Please reproduce exactly the line that contains "the fireplace surround." and every line after it through the end of the records below, adding nothing else.

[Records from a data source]
[Start of Attachment]

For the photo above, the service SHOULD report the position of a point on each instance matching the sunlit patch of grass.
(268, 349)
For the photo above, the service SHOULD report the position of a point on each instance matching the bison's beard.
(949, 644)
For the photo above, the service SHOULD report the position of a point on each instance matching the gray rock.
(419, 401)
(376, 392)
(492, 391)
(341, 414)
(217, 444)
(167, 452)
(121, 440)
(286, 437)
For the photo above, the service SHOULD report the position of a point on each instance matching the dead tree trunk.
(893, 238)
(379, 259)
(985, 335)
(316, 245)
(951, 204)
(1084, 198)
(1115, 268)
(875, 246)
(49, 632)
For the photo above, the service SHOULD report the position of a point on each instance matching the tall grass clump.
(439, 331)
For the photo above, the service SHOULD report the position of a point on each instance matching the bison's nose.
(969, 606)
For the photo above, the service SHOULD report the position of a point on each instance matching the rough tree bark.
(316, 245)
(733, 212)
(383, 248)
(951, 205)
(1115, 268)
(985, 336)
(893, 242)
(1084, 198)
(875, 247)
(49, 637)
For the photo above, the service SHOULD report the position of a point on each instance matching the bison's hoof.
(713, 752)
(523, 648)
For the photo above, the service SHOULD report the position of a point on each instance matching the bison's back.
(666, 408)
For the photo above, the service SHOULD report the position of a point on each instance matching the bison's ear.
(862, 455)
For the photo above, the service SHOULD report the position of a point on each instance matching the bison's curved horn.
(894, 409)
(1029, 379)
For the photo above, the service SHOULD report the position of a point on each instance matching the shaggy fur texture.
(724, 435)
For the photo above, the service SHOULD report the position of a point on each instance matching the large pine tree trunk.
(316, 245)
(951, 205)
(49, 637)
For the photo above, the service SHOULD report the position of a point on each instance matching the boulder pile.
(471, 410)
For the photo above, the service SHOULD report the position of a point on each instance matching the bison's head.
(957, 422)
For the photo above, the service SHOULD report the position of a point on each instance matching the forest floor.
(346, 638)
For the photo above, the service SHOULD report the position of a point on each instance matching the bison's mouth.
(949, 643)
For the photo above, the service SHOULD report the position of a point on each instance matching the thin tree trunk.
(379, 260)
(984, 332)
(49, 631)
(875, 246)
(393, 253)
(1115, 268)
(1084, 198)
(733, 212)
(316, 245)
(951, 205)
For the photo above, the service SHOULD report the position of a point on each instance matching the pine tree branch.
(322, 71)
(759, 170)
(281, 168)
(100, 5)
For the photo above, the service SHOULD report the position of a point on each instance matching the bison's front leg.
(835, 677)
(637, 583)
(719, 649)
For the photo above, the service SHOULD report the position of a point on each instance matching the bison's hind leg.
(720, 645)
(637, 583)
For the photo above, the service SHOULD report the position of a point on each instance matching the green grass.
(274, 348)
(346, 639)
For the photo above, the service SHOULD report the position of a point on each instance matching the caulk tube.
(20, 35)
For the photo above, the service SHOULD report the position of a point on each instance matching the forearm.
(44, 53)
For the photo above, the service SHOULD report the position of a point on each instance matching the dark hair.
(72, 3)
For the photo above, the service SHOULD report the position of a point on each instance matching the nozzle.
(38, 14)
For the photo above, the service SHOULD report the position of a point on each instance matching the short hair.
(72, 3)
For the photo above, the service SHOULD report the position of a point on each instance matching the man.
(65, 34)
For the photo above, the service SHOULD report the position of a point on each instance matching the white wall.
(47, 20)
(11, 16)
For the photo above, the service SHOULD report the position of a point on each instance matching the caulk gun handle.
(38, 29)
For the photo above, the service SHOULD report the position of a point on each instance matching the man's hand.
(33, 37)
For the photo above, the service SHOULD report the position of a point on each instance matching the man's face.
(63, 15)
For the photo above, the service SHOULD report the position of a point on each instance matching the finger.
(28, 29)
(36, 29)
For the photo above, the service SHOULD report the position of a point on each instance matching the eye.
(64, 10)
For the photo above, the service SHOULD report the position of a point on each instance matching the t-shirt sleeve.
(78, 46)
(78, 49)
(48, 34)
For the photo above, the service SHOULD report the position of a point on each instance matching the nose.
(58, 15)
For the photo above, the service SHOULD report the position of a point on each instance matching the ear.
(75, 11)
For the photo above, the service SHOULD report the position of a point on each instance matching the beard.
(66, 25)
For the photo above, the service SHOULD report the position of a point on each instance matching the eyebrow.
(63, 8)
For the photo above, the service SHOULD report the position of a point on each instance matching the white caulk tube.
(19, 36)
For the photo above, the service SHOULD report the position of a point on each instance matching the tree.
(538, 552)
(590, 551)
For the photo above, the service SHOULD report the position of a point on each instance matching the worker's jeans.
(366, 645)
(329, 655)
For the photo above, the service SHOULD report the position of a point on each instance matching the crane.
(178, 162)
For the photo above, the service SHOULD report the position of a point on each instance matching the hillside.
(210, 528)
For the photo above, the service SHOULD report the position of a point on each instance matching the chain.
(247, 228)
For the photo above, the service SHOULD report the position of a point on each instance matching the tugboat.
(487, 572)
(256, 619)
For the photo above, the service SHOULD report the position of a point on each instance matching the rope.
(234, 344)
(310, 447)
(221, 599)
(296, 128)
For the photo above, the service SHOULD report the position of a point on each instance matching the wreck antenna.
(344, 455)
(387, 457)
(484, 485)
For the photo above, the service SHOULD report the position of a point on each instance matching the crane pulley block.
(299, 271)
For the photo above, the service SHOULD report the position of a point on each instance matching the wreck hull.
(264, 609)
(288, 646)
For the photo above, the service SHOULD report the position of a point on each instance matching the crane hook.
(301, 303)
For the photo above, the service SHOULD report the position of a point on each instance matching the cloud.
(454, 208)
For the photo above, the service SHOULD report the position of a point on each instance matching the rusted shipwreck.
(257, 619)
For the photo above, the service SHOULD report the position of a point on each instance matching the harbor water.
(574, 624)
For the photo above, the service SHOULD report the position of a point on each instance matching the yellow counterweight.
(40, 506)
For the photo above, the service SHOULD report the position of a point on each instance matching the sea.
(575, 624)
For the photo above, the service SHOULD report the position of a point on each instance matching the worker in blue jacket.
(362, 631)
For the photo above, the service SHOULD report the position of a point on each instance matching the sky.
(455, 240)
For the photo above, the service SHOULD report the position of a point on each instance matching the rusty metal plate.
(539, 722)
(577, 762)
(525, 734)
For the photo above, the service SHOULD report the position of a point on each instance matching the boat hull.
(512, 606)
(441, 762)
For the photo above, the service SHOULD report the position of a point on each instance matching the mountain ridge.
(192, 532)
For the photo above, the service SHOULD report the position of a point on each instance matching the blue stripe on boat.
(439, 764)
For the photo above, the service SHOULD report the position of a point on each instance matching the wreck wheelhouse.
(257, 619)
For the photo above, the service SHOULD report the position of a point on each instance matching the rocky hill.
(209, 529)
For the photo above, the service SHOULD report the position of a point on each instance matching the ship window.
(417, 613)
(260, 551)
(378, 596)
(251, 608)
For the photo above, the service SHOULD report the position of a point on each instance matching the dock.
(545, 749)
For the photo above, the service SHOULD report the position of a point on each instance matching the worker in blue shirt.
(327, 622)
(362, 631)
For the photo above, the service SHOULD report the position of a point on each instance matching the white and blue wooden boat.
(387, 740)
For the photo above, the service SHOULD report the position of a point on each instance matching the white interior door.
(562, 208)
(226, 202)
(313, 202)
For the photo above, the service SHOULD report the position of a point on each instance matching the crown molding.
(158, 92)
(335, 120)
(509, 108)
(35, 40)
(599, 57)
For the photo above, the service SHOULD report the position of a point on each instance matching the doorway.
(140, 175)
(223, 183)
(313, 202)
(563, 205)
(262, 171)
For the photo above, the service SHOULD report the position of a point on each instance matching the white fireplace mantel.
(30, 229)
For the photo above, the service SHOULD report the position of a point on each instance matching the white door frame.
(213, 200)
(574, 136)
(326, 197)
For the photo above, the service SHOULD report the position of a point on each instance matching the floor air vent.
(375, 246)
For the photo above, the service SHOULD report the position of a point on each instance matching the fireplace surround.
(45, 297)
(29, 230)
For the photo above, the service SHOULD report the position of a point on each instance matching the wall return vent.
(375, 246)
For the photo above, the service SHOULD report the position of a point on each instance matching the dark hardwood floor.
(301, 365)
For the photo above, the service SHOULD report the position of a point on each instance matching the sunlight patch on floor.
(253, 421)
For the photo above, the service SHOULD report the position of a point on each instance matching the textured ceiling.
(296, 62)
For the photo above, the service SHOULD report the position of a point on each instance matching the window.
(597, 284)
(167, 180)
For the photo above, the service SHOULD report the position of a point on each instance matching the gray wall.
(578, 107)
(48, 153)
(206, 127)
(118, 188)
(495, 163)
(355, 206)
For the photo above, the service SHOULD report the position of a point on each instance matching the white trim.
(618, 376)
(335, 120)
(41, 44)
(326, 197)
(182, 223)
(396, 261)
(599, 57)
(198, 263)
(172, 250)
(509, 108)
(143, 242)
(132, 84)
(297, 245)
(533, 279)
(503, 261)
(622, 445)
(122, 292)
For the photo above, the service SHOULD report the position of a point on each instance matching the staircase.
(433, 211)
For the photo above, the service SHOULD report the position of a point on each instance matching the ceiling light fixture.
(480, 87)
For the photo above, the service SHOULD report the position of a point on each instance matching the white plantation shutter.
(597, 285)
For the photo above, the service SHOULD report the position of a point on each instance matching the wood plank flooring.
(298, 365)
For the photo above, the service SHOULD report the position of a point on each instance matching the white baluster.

[End of Attachment]

#### Reply
For the photo above, the service SHOULD report the position of a point on each instance matching the fireplace surround.
(45, 297)
(29, 230)
For the photo above, the service SHOULD report the position of a point on each instance matching the wall return vent.
(375, 246)
For the photo above, the service SHOULD report the position of a point on each instance matching the dark hardwood floor.
(301, 365)
For the photo above, the service SHOULD report the position of a point on each instance matching the sunlight patch on floor.
(253, 421)
For the photo above, the service SHOULD report the position of a point on each instance matching the textured ceiling.
(296, 62)
For the photo above, the service SHOULD report the position of a point on each instance matching the window.
(597, 284)
(167, 180)
For the photo above, the service SHOULD report the position of a point on each instance matching the gray wall.
(578, 107)
(48, 153)
(206, 127)
(118, 188)
(495, 163)
(355, 206)
For the photo above, the service SHOULD report the position of a point on each instance matching the white trim.
(618, 376)
(335, 120)
(41, 44)
(326, 197)
(182, 223)
(396, 261)
(599, 57)
(198, 263)
(172, 250)
(509, 108)
(143, 242)
(132, 84)
(297, 245)
(533, 279)
(503, 261)
(622, 445)
(122, 292)
For the photo above, the service SHOULD report the position of a point on each instance matching the staircase.
(433, 211)
For the photo above, the service SHOULD report the position of a point on each instance matching the ceiling light fixture.
(480, 87)
For the photo above, the service SHOULD report the position of a point on each instance matching the white plantation shutter.
(597, 285)
For the photo above, the service SHOULD report the position of a point on each instance matching the wood plank flooring.
(298, 365)
For the photo above, the service SHOULD report the position of a point on each instance matching the white baluster.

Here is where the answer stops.